* [THE TASK]: Reproduce the full listing that appears beneath this instruction exactly.

------------

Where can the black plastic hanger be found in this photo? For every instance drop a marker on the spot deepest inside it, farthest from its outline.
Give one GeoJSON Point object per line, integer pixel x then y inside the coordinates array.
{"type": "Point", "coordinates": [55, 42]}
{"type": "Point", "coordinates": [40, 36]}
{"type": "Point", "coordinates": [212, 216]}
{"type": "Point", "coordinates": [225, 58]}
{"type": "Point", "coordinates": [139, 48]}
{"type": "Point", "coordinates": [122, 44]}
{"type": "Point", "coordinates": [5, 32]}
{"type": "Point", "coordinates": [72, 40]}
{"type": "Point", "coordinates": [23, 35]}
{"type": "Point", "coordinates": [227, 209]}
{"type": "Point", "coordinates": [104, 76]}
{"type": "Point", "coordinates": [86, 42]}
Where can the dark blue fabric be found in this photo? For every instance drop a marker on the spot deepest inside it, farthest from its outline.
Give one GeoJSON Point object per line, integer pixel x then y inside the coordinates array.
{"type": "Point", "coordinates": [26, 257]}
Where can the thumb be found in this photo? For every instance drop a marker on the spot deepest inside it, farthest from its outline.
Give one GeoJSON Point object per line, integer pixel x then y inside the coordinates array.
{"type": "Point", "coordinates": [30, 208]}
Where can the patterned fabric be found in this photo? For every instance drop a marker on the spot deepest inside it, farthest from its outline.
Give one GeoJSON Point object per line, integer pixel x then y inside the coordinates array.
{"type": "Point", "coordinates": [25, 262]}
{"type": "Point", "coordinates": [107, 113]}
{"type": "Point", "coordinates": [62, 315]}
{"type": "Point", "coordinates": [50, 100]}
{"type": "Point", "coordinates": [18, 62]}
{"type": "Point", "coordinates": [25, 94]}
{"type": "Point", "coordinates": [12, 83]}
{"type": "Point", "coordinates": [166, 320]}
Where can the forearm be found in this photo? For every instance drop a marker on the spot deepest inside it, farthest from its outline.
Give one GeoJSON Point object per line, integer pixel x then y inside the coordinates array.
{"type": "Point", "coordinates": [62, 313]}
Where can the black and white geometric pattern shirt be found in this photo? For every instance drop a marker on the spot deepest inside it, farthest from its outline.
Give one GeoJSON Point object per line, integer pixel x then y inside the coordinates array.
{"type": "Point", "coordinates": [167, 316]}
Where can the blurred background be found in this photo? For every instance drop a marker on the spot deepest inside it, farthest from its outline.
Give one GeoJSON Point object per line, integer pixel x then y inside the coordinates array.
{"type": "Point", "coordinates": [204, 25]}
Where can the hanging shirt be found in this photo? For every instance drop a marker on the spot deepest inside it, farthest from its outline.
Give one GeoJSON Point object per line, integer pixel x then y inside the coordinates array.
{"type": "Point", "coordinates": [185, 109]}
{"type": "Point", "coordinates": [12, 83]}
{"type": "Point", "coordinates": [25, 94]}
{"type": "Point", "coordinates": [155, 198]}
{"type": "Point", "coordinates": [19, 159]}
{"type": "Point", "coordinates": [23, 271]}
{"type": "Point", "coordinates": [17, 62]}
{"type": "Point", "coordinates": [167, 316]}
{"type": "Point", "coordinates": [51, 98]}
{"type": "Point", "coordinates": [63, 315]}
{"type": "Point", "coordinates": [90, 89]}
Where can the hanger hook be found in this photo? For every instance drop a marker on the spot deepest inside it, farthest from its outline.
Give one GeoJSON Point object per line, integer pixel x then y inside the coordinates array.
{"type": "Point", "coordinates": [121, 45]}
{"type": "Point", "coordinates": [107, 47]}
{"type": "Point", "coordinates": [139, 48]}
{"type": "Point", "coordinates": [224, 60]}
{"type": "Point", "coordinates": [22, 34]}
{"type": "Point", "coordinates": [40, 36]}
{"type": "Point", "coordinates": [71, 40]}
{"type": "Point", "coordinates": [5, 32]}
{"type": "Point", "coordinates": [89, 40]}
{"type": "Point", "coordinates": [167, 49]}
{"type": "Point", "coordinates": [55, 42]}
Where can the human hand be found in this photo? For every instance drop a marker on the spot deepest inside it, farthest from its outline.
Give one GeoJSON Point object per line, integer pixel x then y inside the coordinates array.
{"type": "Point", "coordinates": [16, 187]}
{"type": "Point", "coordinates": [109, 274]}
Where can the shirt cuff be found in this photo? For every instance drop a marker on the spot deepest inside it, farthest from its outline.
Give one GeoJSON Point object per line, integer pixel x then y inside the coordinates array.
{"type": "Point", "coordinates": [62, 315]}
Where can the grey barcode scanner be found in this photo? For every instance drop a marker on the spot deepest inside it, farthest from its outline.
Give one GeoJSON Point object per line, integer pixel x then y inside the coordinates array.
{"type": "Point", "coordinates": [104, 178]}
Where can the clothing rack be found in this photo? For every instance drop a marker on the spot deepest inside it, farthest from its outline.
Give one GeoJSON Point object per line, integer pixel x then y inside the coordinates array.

------------

* [EXPECTED ANSWER]:
Where can the black plastic hanger be found in this photo? For every instance drop a marker on the spot deepest inside it, farthest from its outline.
Give one GeoJSON Point object per line, integer pixel x then y inside the coordinates array.
{"type": "Point", "coordinates": [55, 42]}
{"type": "Point", "coordinates": [40, 36]}
{"type": "Point", "coordinates": [212, 216]}
{"type": "Point", "coordinates": [225, 58]}
{"type": "Point", "coordinates": [139, 48]}
{"type": "Point", "coordinates": [122, 44]}
{"type": "Point", "coordinates": [5, 32]}
{"type": "Point", "coordinates": [72, 40]}
{"type": "Point", "coordinates": [23, 35]}
{"type": "Point", "coordinates": [227, 209]}
{"type": "Point", "coordinates": [104, 76]}
{"type": "Point", "coordinates": [86, 42]}
Where can the dark blue fabric be found in this photo? For every instance drop a marker on the spot deepest inside it, farthest from its outline.
Give one GeoJSON Point object per line, integer pixel x then y inside the coordinates array.
{"type": "Point", "coordinates": [26, 257]}
Where can the thumb be found in this photo? For every instance drop a marker on the spot deepest inside it, farthest from its outline.
Give one GeoJSON Point object per line, integer pixel x then y inside the coordinates array.
{"type": "Point", "coordinates": [30, 208]}
Where can the patterned fabric be found in this photo? For every instance drop a marker on the spot deepest inside it, farthest from its outline.
Give one GeoJSON Point object per line, integer pixel x then y inside the coordinates array.
{"type": "Point", "coordinates": [25, 262]}
{"type": "Point", "coordinates": [107, 113]}
{"type": "Point", "coordinates": [62, 315]}
{"type": "Point", "coordinates": [50, 100]}
{"type": "Point", "coordinates": [18, 62]}
{"type": "Point", "coordinates": [25, 94]}
{"type": "Point", "coordinates": [12, 83]}
{"type": "Point", "coordinates": [166, 320]}
Where can the forearm be found in this photo? For every instance drop a marker on the spot deepest inside it, farthest from its outline.
Give one GeoJSON Point object per line, integer pixel x then y inside the coordinates array.
{"type": "Point", "coordinates": [62, 313]}
Where can the black and white geometric pattern shirt be found in this photo? For every instance drop a marker on the spot deepest inside it, farthest from its outline.
Give one GeoJSON Point object per line, integer pixel x then y inside the coordinates array.
{"type": "Point", "coordinates": [167, 316]}
Where can the blurred background be found in this photo? For every instance drop a marker on the spot deepest inside it, farthest from its outline.
Give one GeoJSON Point object per line, integer pixel x then y inside the coordinates array.
{"type": "Point", "coordinates": [204, 25]}
Where can the hanging shirt be found in this photo? For every instance drop a marker on the spot deepest inside it, farthest from its outline.
Give one GeoJSON Point object per line, integer pixel x then y inside the coordinates array.
{"type": "Point", "coordinates": [185, 109]}
{"type": "Point", "coordinates": [12, 83]}
{"type": "Point", "coordinates": [25, 94]}
{"type": "Point", "coordinates": [155, 198]}
{"type": "Point", "coordinates": [19, 159]}
{"type": "Point", "coordinates": [23, 271]}
{"type": "Point", "coordinates": [17, 62]}
{"type": "Point", "coordinates": [167, 316]}
{"type": "Point", "coordinates": [51, 98]}
{"type": "Point", "coordinates": [63, 315]}
{"type": "Point", "coordinates": [90, 89]}
Where can the hanger hook be found in this photo? For every instance drop a marker on the spot deepest inside it, farthest from its outline.
Give one GeoJSON Point object per line, integer pixel x then y inside the coordinates array.
{"type": "Point", "coordinates": [121, 45]}
{"type": "Point", "coordinates": [107, 47]}
{"type": "Point", "coordinates": [139, 48]}
{"type": "Point", "coordinates": [224, 60]}
{"type": "Point", "coordinates": [22, 34]}
{"type": "Point", "coordinates": [40, 36]}
{"type": "Point", "coordinates": [71, 40]}
{"type": "Point", "coordinates": [5, 32]}
{"type": "Point", "coordinates": [89, 40]}
{"type": "Point", "coordinates": [167, 49]}
{"type": "Point", "coordinates": [55, 42]}
Where can the human hand be found in this photo? For every instance drop a marker on the spot deepest inside it, farthest from its outline.
Give one GeoJSON Point object per line, integer pixel x then y inside the coordinates array.
{"type": "Point", "coordinates": [16, 187]}
{"type": "Point", "coordinates": [109, 274]}
Where can the shirt cuff be found in this photo? For every instance drop a marker on the spot deepest inside it, farthest from its outline.
Give one GeoJSON Point object per line, integer pixel x then y inside the coordinates array.
{"type": "Point", "coordinates": [62, 315]}
Where can the grey barcode scanner be found in this photo? For every instance drop a marker on the spot deepest inside it, farthest from its outline.
Give one GeoJSON Point object per line, integer pixel x then y inside the coordinates array.
{"type": "Point", "coordinates": [104, 178]}
Where can the clothing rack be found in this photo? For every instance drop a marker on the spot deepest inside it, farthest from its outline.
Give one GeoJSON Point object per line, integer pixel x then y inside the coordinates array.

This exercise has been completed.